- [Tasks for this exercise]:
• a. From the article on acne and depression, copy word for word the part that opens with the words containing "Isabelle Vallerand, from" and closes with "psychiatrist when necessary.".
• b. According to the article on acne and depression, how much higher were the odds of major depression for acne patients during the first year after diagnosis?

[Document extract — start]

People with acne have a significantly higher risk of developing major depression, findings of a new study revealed.
Isabelle Vallerand, from the University of Calgary, and colleagues looked at data that included those from The Health Improvement Network, a large database of medical records collected at Primary Care clinics throughout the United Kingdom.
They found that patients with acne are at increased risk of major depression within the first five years of acne diagnosis, albeit the risk was highest within the first year when patients have 63 percent increased odds of suffering from major depression compared with those without acne.
The findings suggest that it is important for doctors to monitor the mood symptoms in individuals with acne and initiate timely treatment for depression. They should also encourage patients to consult with a psychiatrist when necessary.
The researchers said that the findings highlight an important association between skin disease and mental illness.
“It shows just how impactful our skin can be towards our overall mental health,” Vallerand said. “For these patients with acne, it is more than a skin blemish–it can impose significant mental health concerns and should be taken seriously.”
The American Academy of Dermatology said that people with acne report that their skin makes them feel self-conscious, embarrassed and unattractive, which cause some individuals to avoid socializing with other people, participating in class or getting a part-time job. Teens, in particular, are vulnerable to the emotional impacts of acne.
“Having acne can affect how teens – and even adults – feel about themselves. Many studies have shown that having acne can lead to depression, anxiety, or both,” the AAD said. “Studies have also found that clearing acne can relieve depression and anxiety.”

[Document extract — finish]
[Extracted data — start]

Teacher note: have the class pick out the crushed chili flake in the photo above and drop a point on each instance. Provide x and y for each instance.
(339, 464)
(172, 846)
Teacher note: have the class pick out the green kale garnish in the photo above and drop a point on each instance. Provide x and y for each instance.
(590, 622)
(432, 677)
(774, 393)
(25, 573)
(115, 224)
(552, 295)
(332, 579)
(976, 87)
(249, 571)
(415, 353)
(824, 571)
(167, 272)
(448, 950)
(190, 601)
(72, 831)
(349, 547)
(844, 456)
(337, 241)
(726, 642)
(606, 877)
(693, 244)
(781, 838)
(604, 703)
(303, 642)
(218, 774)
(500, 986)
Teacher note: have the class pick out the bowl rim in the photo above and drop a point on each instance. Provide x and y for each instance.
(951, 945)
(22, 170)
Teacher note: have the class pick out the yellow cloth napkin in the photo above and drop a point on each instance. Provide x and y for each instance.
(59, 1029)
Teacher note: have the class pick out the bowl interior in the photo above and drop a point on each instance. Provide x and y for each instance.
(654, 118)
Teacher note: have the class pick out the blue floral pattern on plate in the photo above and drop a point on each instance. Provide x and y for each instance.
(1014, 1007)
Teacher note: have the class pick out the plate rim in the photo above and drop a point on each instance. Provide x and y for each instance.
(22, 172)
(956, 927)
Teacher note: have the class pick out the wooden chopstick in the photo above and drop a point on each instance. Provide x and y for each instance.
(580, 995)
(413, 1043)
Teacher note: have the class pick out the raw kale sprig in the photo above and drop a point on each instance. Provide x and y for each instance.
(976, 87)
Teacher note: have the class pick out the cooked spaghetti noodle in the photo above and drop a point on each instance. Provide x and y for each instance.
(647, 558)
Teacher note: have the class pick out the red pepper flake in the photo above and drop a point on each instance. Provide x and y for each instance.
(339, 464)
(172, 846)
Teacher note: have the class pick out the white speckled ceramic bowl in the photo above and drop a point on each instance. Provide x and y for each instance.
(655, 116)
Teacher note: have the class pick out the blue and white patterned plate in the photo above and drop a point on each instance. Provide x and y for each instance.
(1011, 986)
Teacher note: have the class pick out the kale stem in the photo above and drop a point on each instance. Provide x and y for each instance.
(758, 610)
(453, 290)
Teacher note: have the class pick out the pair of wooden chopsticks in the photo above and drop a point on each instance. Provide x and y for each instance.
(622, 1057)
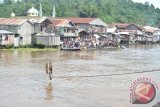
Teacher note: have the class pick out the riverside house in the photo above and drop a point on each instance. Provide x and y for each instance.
(129, 33)
(6, 38)
(20, 27)
(151, 34)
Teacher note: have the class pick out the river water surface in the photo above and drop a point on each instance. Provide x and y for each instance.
(78, 77)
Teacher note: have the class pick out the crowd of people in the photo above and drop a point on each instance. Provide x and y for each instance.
(86, 43)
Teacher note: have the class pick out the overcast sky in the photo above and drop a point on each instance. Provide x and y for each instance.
(156, 3)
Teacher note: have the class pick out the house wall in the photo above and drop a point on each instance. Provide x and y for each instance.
(7, 39)
(82, 26)
(132, 27)
(37, 28)
(48, 40)
(11, 28)
(25, 30)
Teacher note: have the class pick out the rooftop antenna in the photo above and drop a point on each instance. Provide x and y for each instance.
(40, 10)
(54, 12)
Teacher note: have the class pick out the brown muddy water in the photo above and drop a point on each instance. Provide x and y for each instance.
(23, 82)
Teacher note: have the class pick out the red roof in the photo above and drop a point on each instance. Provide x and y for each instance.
(59, 22)
(80, 20)
(122, 25)
(11, 21)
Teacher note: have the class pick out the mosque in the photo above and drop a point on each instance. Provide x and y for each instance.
(32, 12)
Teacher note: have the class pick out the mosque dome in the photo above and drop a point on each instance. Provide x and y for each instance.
(32, 12)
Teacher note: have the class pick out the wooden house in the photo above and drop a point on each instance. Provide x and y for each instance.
(6, 38)
(151, 34)
(63, 28)
(90, 25)
(40, 24)
(47, 39)
(129, 32)
(21, 27)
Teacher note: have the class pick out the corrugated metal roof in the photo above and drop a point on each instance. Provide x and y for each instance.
(79, 20)
(11, 21)
(5, 32)
(60, 23)
(122, 25)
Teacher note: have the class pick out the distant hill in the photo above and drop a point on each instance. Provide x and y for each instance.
(111, 11)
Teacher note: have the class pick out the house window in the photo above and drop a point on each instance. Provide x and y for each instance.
(0, 38)
(6, 38)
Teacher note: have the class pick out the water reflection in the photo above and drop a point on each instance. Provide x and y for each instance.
(49, 91)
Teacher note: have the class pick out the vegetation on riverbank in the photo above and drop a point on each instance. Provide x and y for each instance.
(38, 47)
(111, 11)
(29, 49)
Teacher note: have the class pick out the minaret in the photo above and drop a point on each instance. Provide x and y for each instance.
(54, 12)
(40, 10)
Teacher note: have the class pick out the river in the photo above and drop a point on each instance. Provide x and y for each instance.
(80, 79)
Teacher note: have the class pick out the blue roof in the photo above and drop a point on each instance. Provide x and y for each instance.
(5, 32)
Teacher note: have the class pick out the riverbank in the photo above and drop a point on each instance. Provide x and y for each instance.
(30, 49)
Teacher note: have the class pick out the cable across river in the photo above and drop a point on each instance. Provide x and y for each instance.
(107, 75)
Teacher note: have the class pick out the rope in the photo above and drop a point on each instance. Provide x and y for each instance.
(107, 75)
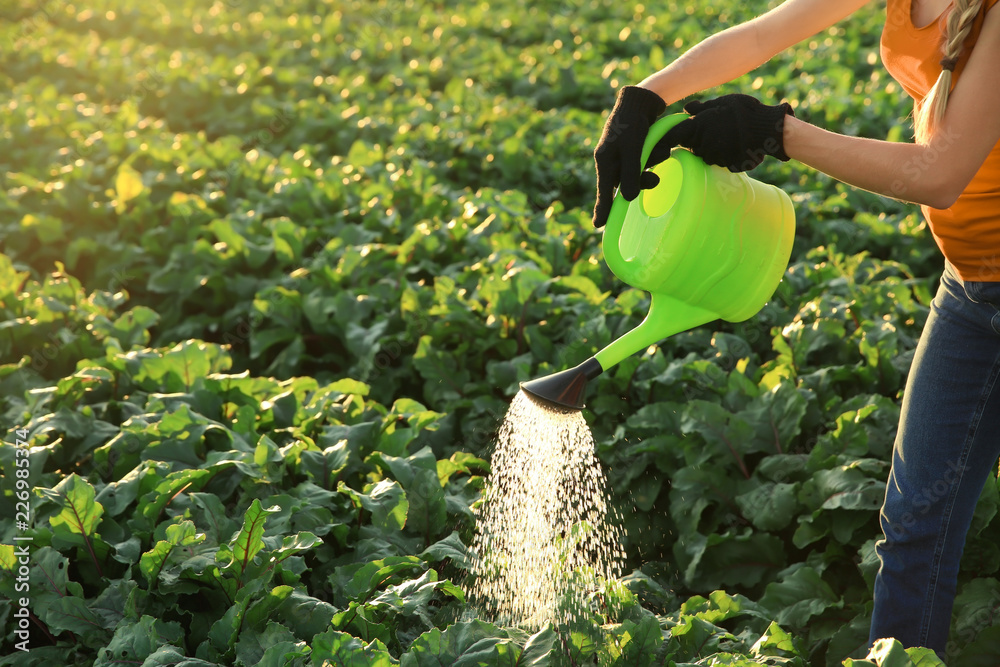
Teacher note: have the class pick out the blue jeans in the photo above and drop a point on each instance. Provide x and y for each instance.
(946, 446)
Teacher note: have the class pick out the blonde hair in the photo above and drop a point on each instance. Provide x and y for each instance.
(958, 25)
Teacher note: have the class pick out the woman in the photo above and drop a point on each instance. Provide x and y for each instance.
(945, 55)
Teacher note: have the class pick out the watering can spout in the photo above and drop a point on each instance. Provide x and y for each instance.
(564, 390)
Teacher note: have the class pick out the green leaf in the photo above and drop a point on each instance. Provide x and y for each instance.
(464, 644)
(639, 642)
(799, 597)
(305, 615)
(541, 649)
(80, 513)
(128, 186)
(450, 547)
(135, 642)
(339, 649)
(248, 542)
(385, 500)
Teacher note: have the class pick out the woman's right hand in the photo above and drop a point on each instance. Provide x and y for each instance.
(619, 151)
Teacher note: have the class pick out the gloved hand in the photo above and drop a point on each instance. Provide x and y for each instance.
(619, 149)
(732, 131)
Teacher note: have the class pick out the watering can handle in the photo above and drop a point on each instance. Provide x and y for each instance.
(657, 131)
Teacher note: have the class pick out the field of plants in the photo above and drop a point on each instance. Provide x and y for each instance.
(271, 273)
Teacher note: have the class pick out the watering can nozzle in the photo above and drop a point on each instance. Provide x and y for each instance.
(564, 390)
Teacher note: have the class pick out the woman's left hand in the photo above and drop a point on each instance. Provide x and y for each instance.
(732, 131)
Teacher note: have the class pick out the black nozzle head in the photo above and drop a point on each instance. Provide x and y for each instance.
(564, 390)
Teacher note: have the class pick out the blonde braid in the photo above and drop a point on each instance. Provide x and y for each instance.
(957, 27)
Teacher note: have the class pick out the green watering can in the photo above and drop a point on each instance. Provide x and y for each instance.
(706, 244)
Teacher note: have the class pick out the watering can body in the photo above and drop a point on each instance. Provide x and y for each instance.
(706, 244)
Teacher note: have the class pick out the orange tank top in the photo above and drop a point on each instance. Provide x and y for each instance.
(968, 233)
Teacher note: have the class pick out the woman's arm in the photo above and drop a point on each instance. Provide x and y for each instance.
(742, 48)
(935, 173)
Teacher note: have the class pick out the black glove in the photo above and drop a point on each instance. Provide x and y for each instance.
(732, 131)
(618, 152)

[Extracted data — finish]

- [Solved problems]:
• a.
Isabelle Vallerand, from the University of Calgary, and colleagues looked at data that included those from The Health Improvement Network, a large database of medical records collected at Primary Care clinics throughout the United Kingdom.
They found that patients with acne are at increased risk of major depression within the first five years of acne diagnosis, albeit the risk was highest within the first year when patients have 63 percent increased odds of suffering from major depression compared with those without acne.
The findings suggest that it is important for doctors to monitor the mood symptoms in individuals with acne and initiate timely treatment for depression. They should also encourage patients to consult with a psychiatrist when necessary.

• b. They had 63 percent increased odds compared with people without acne.